Задание
Можете ли вы воспроизвести целиком и без единого изменения приведённый ниже фрагмент о развитии Кушлы?

Фрагмент документа
Дороти Батлер - Кушла и ее книги
Принимая во внимание, что окружение Кушлы обеспечивало ей взаимодействие с «живым умом» (цитируя термин, который Пиаже употребляет, описывая то, чего не хватает детям Мартиники), разве нельзя предположить, что когнитивное развитие девочки в первый год ее жизни происходило если не на среднем, нормальном уровне, то во всяком случае стабильно?
Брунер (Bruner) (1966) поддерживает точку зрения, что частное окружение оказывает стимулирующее или ослабляющее влияние на развитие ребенка. «Ребенок не находит внутреннего импульса роста без соответствующего внешнего импульса», говорит он, а далее, дав определение стадий, какими он их видит (постановляющая, традиционная и символическая), предполагает, что хотя обучение должно быть связано со способом представления, употребляемого ребенком, рост должен поощряться применением других способов, когда только это возможно. В действительности Брунер утверждает, что опыту, приобретенному в обращении в окружающей среде, в постижении и воображении и в символическом представлении, можно в какой-то форме научить ребенка в любом возрасте.

Строки набора данных
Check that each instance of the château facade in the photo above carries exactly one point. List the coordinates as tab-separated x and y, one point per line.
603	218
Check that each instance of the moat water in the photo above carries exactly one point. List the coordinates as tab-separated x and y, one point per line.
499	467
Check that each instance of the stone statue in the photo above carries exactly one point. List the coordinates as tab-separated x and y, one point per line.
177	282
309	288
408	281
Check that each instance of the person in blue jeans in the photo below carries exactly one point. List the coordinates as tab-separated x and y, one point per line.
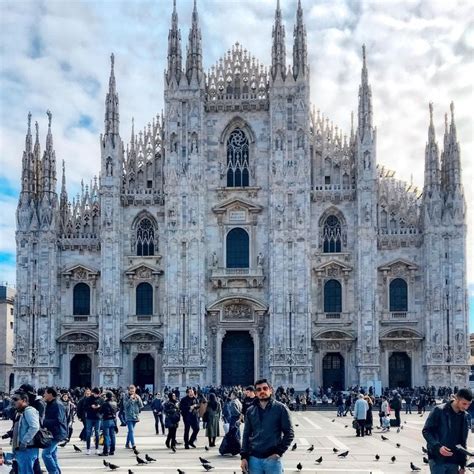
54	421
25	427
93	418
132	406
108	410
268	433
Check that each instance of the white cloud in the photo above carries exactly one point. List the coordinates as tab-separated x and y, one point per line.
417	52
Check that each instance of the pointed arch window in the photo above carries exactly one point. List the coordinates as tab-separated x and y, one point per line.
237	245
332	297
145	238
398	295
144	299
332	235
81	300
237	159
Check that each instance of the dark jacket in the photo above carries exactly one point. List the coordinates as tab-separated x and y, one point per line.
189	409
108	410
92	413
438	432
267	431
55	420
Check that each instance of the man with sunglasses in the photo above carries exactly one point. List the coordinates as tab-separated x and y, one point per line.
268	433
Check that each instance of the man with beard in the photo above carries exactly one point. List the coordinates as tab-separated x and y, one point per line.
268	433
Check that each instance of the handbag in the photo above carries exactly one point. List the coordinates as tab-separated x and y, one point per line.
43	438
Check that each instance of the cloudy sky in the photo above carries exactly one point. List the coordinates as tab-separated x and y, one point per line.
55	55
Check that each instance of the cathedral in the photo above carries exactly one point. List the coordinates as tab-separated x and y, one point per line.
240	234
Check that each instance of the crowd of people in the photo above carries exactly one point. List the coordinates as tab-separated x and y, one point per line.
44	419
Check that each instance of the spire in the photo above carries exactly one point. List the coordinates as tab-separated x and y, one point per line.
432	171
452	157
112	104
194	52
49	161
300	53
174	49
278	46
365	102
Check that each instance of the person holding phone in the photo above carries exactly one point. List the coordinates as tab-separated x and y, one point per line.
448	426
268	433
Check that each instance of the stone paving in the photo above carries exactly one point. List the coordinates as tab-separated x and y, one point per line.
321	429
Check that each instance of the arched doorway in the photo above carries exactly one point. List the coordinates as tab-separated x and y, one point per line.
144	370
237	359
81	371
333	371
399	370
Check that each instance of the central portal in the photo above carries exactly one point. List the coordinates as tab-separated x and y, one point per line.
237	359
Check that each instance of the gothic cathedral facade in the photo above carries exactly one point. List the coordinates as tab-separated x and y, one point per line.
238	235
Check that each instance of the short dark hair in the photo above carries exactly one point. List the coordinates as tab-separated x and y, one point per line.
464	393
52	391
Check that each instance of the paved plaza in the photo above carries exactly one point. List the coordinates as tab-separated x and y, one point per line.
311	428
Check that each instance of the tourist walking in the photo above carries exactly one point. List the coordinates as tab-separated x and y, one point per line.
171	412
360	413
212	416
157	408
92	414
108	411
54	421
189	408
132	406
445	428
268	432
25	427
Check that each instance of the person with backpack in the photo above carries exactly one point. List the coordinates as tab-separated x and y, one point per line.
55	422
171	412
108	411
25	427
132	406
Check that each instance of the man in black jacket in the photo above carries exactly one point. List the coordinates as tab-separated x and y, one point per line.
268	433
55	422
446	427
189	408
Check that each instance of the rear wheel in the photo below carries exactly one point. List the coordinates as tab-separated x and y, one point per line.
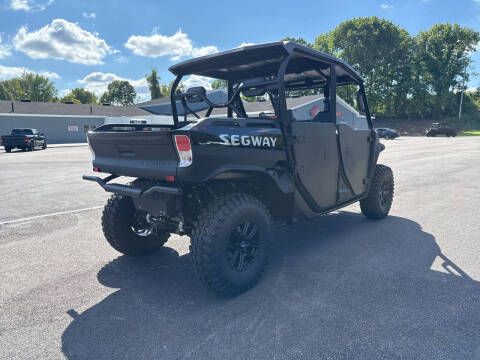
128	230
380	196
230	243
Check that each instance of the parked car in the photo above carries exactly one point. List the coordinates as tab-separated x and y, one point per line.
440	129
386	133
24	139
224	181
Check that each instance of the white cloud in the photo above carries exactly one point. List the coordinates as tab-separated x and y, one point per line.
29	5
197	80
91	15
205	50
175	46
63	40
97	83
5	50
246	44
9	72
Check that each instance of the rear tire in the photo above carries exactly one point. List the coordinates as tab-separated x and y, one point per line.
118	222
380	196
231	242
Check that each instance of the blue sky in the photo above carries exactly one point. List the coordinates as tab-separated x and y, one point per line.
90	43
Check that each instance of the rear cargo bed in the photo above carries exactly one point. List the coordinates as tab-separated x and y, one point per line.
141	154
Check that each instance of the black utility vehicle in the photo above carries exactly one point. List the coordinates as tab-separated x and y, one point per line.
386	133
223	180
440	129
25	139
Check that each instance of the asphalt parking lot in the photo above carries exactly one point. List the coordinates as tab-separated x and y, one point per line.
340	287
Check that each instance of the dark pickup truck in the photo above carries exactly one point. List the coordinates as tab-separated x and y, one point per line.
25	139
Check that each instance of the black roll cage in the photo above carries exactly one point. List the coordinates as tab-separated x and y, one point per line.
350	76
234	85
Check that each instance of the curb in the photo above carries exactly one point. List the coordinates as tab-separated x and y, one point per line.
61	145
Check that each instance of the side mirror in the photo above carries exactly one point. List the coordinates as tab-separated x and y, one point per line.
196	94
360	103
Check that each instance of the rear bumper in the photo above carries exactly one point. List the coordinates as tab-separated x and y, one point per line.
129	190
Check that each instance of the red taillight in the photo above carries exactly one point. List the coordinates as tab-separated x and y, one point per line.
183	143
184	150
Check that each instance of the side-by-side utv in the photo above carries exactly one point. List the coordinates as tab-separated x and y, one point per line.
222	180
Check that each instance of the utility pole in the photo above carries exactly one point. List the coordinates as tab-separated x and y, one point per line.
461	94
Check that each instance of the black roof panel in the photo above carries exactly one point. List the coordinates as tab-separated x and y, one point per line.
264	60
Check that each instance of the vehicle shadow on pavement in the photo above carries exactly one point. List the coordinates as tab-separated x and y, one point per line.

Результат
Дороти Батлер - Кушла и ее книги
Принимая во внимание, что окружение Кушлы обеспечивало ей взаимодействие с «живым умом» (цитируя термин, который Пиаже употребляет, описывая то, чего не хватает детям Мартиники), разве нельзя предположить, что когнитивное развитие девочки в первый год ее жизни происходило если не на среднем, нормальном уровне, то во всяком случае стабильно?
Брунер (Bruner) (1966) поддерживает точку зрения, что частное окружение оказывает стимулирующее или ослабляющее влияние на развитие ребенка. «Ребенок не находит внутреннего импульса роста без соответствующего внешнего импульса», говорит он, а далее, дав определение стадий, какими он их видит (постановляющая, традиционная и символическая), предполагает, что хотя обучение должно быть связано со способом представления, употребляемого ребенком, рост должен поощряться применением других способов, когда только это возможно. В действительности Брунер утверждает, что опыту, приобретенному в обращении в окружающей среде, в постижении и воображении и в символическом представлении, можно в какой-то форме научить ребенка в любом возрасте.